(文档片段)
= = = = = = =

访问被拒绝错误

时间:2012-11-29 15:27:31

标签: c++

我在这里将代码转换为类复杂的代码......

void StrtoComplex(char *temp)
    {
        int i;

        for(i = 0; i < strlen(temp); i++)
        {
            if(temp[i] == 'j' || temp[i] == 'i')
                break;
        }

        real = atof(temp);//takes till the last valid char so after + or whitespace it ignores
        imag = atof(temp + i + 1);

        sprintf(complexStr, "%f +j%f", real, imag);
    }

它编译但是在运行时它执行所有语句(具有正确的值.... complexStr也有正确的字符串......)但是然后回到sprintf语句并说拒绝访问

好的,这是代码的其余部分......

#include <iostream>
#include <conio.h>
#include <string.h>

#include <cstdlib>
#include <cctype>
#include <cstring>

//Most string operations require the std namespace
using namespace std;


//namespace helps divide global access into subaccess blocks providing data encapsulation
//If required to use any defined within a namespace use scope resolution
namespace Complex
{
    /*This is the Complex class which is asscociated with its corresponding string holding
    the complex representation
    DATA MEMBERS:
    real --------- real part of the complex number
    imag --------- imaginary part of the complex number
    complexstr --- string stream which holds the complex representation
    MEMBER FUNCTIONS
    */
    class complex
    {
        double real;
        double imag;
        char complexStr[50];

    public:
        complex(double re = 0, double im = 0)

= = = = = = =

(可用数据)
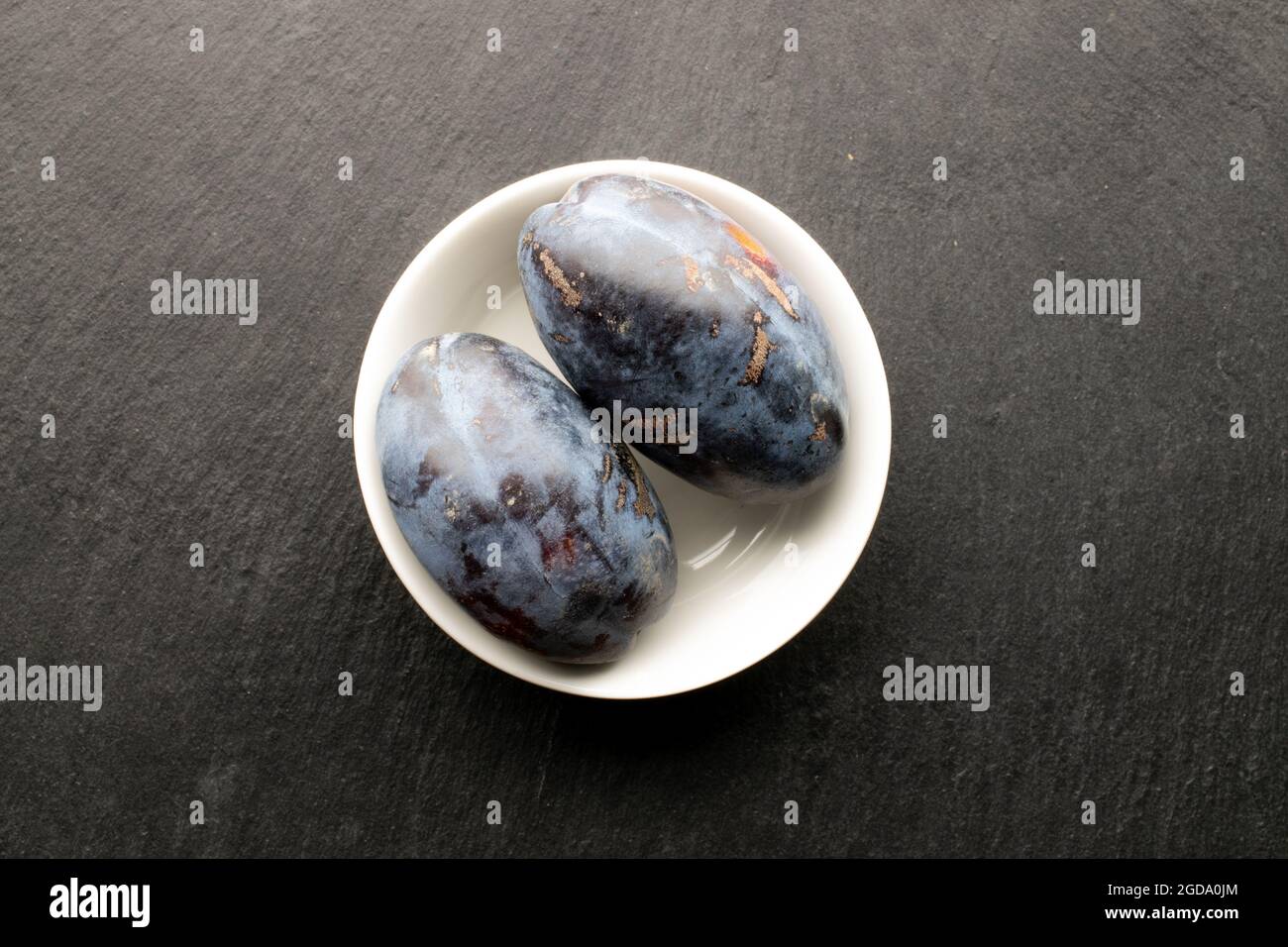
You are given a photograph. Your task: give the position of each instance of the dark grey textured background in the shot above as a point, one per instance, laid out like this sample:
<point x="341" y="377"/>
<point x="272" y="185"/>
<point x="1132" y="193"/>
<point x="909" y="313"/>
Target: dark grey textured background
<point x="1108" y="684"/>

= = = = = = =

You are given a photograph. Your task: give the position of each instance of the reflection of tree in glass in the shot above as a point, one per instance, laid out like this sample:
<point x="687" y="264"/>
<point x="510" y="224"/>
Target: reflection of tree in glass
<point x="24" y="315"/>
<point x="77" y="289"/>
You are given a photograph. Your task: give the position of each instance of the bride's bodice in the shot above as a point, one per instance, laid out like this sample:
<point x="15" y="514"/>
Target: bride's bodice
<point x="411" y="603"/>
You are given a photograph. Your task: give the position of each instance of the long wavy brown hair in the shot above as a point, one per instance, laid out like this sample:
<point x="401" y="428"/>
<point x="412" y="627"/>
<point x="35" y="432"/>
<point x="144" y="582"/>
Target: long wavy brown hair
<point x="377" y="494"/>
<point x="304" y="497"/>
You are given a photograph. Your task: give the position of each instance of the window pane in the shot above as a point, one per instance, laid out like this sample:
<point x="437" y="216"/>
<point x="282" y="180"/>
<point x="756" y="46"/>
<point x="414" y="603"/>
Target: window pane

= = = = = = =

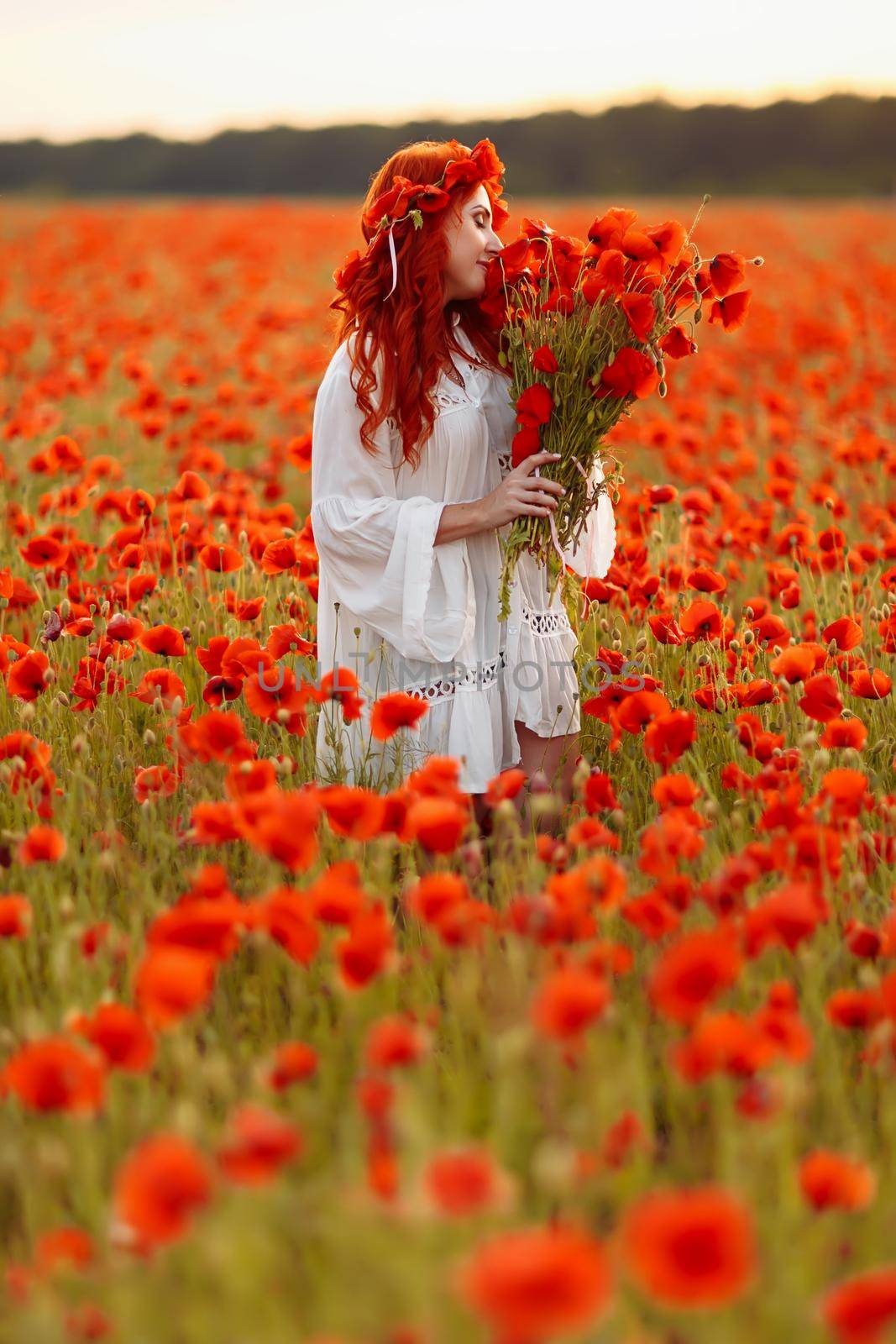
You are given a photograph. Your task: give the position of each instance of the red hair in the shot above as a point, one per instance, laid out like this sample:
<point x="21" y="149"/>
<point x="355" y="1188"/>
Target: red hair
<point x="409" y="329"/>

= = = = = = =

(任务)
A. 请照原样重新录入访问被拒绝错误的帖子中的一段，从“我在这里将代码转换为类复杂的代码......”开始，到“temp[i] == 'i')”结束。
B. 在条目中，从含有“of the window”的那一行开始，到含有“Target: window pane”的那一行结束，把其中的“photograph”改为“image”，其余内容不变。只写出这几行。

(答案汇总)
A.
我在这里将代码转换为类复杂的代码......

void StrtoComplex(char *temp)
    {
        int i;

        for(i = 0; i < strlen(temp); i++)
        {
            if(temp[i] == 'j' || temp[i] == 'i')

B.
You are given a image. Your task: give the position of each instance of the window pane in the shot above as a point, one per instance, laid out like this sample:
<point x="437" y="216"/>
<point x="282" y="180"/>
<point x="756" y="46"/>
<point x="414" y="603"/>
Target: window pane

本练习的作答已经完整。